PROVIDED MATERIAL:
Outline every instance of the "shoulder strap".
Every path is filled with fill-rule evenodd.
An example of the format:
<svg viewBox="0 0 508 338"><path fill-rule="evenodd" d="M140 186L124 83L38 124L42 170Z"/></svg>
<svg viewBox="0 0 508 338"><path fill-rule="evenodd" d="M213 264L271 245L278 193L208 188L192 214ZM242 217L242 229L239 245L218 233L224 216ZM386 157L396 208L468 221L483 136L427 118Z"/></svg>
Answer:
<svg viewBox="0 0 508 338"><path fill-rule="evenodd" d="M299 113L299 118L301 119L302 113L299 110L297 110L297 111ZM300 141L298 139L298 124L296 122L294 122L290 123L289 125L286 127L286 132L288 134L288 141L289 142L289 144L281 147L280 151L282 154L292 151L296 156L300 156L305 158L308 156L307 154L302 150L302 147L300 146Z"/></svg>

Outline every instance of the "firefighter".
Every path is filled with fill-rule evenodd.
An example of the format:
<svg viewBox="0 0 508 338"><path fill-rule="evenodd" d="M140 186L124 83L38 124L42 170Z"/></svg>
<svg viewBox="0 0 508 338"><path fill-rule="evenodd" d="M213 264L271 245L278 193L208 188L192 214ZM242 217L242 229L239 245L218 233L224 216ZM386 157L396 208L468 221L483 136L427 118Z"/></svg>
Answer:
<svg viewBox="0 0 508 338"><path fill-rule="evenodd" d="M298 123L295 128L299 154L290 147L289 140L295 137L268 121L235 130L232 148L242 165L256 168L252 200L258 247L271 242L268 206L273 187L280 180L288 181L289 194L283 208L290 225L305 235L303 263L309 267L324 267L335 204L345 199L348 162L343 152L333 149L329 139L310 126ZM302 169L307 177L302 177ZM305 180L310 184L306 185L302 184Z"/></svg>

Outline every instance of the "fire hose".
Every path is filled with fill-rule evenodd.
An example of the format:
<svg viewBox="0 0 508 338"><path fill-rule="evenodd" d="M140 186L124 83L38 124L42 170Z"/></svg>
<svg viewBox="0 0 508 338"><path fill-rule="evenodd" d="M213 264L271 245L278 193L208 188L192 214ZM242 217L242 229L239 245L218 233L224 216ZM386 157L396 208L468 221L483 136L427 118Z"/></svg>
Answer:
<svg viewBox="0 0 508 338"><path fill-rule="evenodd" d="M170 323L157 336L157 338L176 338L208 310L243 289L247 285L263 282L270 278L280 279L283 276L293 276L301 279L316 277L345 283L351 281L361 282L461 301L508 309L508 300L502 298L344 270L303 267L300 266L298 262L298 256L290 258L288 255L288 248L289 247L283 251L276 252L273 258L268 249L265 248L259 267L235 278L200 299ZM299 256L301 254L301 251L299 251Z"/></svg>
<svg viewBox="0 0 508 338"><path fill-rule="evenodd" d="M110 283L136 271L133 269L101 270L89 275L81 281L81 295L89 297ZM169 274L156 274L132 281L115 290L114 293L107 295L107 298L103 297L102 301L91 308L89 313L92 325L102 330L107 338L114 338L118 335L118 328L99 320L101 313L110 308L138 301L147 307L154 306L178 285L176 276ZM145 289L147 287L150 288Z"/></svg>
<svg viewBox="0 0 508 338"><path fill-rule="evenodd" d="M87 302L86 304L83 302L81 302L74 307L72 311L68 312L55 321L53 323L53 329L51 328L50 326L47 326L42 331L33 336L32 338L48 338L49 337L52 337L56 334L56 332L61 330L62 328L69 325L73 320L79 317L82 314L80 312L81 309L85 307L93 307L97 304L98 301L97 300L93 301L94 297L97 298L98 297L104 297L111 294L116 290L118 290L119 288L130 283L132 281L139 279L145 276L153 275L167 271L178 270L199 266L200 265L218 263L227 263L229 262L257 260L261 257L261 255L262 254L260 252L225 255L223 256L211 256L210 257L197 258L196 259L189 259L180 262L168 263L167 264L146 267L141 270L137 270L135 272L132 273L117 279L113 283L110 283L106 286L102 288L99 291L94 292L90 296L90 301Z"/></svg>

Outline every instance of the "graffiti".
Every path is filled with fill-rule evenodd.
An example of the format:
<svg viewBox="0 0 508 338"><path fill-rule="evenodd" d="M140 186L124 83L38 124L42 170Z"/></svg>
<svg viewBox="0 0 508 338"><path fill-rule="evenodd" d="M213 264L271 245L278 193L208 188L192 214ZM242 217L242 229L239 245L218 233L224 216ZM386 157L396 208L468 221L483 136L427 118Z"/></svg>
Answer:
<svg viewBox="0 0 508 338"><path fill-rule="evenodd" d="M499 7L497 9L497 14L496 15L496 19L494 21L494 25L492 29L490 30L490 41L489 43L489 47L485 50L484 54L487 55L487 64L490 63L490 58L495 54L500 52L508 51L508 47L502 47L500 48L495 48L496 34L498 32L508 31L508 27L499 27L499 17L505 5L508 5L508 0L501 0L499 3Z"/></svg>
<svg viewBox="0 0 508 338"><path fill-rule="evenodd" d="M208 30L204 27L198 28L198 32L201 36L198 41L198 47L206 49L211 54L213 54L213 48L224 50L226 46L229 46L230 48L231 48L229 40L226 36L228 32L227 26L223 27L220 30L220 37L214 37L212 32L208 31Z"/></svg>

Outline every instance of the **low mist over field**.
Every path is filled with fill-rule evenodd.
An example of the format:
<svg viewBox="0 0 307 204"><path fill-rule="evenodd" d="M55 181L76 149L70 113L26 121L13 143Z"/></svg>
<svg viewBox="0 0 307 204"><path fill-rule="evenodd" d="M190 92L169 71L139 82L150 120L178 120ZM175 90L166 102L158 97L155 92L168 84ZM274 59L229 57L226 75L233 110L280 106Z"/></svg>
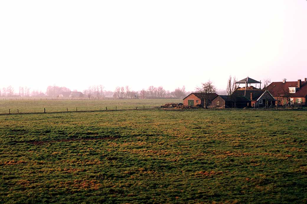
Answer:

WHAT IS REQUIRED: Retype every item above word for word, leaving out the picture.

RESULT OF THIS EXERCISE:
Outline every instance of the "shoulder strap".
Every path is filled with fill-rule evenodd.
An example of the format:
<svg viewBox="0 0 508 338"><path fill-rule="evenodd" d="M140 186L124 83L38 124L42 170Z"/></svg>
<svg viewBox="0 0 508 338"><path fill-rule="evenodd" d="M213 264L271 245L278 193L208 188L192 214ZM242 217L242 229L239 245L218 233L224 216ZM386 157L396 208L468 221L483 136L427 118Z"/></svg>
Answer:
<svg viewBox="0 0 508 338"><path fill-rule="evenodd" d="M299 113L299 118L301 119L302 113L299 110L297 110L297 111ZM300 141L298 139L298 124L296 122L294 122L290 123L289 125L286 127L286 132L288 134L288 141L289 142L289 144L281 147L280 151L282 154L292 151L296 156L300 156L305 158L308 156L307 154L302 150L302 147L300 146Z"/></svg>

Outline every instance of the "firefighter".
Every path is filled with fill-rule evenodd.
An example of the format:
<svg viewBox="0 0 508 338"><path fill-rule="evenodd" d="M140 186L124 83L38 124L42 170Z"/></svg>
<svg viewBox="0 0 508 338"><path fill-rule="evenodd" d="M213 264L271 245L278 193L208 188L192 214ZM242 217L242 229L239 245L218 233L224 216ZM386 157L396 208L468 221L483 136L427 118Z"/></svg>
Answer:
<svg viewBox="0 0 508 338"><path fill-rule="evenodd" d="M298 123L295 128L299 154L290 147L289 140L295 137L268 121L235 130L232 148L242 165L256 168L252 200L258 247L271 242L268 206L273 187L280 180L288 181L289 194L283 208L290 225L305 235L303 263L309 267L324 267L335 204L345 199L348 162L343 152L333 149L329 139L310 126ZM302 169L307 177L302 177ZM305 180L310 184L306 185L302 184Z"/></svg>

Outline every instance of the "fire hose".
Every path is filled with fill-rule evenodd.
An example of the format:
<svg viewBox="0 0 508 338"><path fill-rule="evenodd" d="M140 186L124 83L38 124L42 170Z"/></svg>
<svg viewBox="0 0 508 338"><path fill-rule="evenodd" d="M213 264L271 245L278 193L208 188L192 214ZM242 217L242 229L239 245L218 233L224 216ZM386 157L396 208L468 221L483 136L427 118Z"/></svg>
Answer:
<svg viewBox="0 0 508 338"><path fill-rule="evenodd" d="M170 323L157 336L157 338L176 338L208 310L243 289L247 285L263 282L270 278L280 279L283 276L293 276L301 279L316 277L345 283L351 281L361 282L461 301L508 309L508 300L502 298L344 270L303 267L300 266L298 262L298 256L290 258L288 255L288 248L289 247L283 251L276 252L273 258L268 249L265 248L259 267L235 278L200 299ZM299 256L301 254L301 251L299 251Z"/></svg>
<svg viewBox="0 0 508 338"><path fill-rule="evenodd" d="M110 283L136 271L133 269L101 270L89 275L81 281L81 295L89 297ZM169 274L156 274L132 281L115 290L114 293L107 295L107 298L103 297L102 301L91 308L89 313L92 325L102 330L107 338L114 338L118 335L118 328L99 320L101 313L110 308L138 301L147 307L154 306L178 285L176 276ZM145 289L147 287L150 288Z"/></svg>
<svg viewBox="0 0 508 338"><path fill-rule="evenodd" d="M87 302L86 304L83 302L81 302L74 307L72 311L68 312L55 321L53 323L53 329L51 328L50 326L47 326L42 331L33 336L32 338L48 338L49 337L52 337L56 334L56 332L61 330L62 328L69 325L73 320L79 317L82 314L80 312L81 309L85 307L93 307L97 304L98 301L97 300L93 301L94 297L97 298L98 297L104 297L111 294L116 290L118 290L119 288L130 283L132 281L139 279L145 276L153 275L167 271L178 270L199 266L200 265L218 263L227 263L229 262L257 260L261 257L261 255L262 254L260 252L225 255L223 256L211 256L210 257L197 258L196 259L189 259L180 262L168 263L167 264L146 267L141 270L137 270L135 272L132 273L117 279L113 283L110 283L106 286L102 288L99 291L94 292L90 296L90 301Z"/></svg>

Outline every instance of the "graffiti".
Every path is filled with fill-rule evenodd.
An example of the format:
<svg viewBox="0 0 508 338"><path fill-rule="evenodd" d="M140 186L124 83L38 124L42 170Z"/></svg>
<svg viewBox="0 0 508 338"><path fill-rule="evenodd" d="M213 264L271 245L278 193L208 188L192 214ZM242 217L242 229L239 245L218 233L224 216ZM386 157L396 208L468 221L483 136L427 118Z"/></svg>
Answer:
<svg viewBox="0 0 508 338"><path fill-rule="evenodd" d="M499 7L497 9L497 14L496 15L496 19L494 21L494 25L492 29L490 30L490 41L489 43L489 47L485 50L484 54L487 55L487 64L490 63L490 58L495 54L500 52L508 51L508 47L502 47L500 48L495 48L496 34L498 32L508 31L508 27L499 27L499 17L505 5L508 5L508 0L501 0L499 3Z"/></svg>
<svg viewBox="0 0 508 338"><path fill-rule="evenodd" d="M208 30L204 27L198 28L198 32L201 36L198 41L198 47L206 49L211 54L213 54L213 48L224 50L226 46L229 46L230 48L231 48L229 40L226 36L228 32L227 26L223 27L220 30L220 37L214 37L212 32L208 31Z"/></svg>

Outline every instance of the **low mist over field**.
Every path is filled with fill-rule evenodd.
An example of the format:
<svg viewBox="0 0 307 204"><path fill-rule="evenodd" d="M55 181L76 149L70 113L26 121L13 143Z"/></svg>
<svg viewBox="0 0 307 204"><path fill-rule="evenodd" d="M190 92L169 71L139 82L150 120L178 120ZM175 90L166 102L158 97L155 92L168 84ZM274 59L229 57L226 75L233 110L280 106Z"/></svg>
Answer:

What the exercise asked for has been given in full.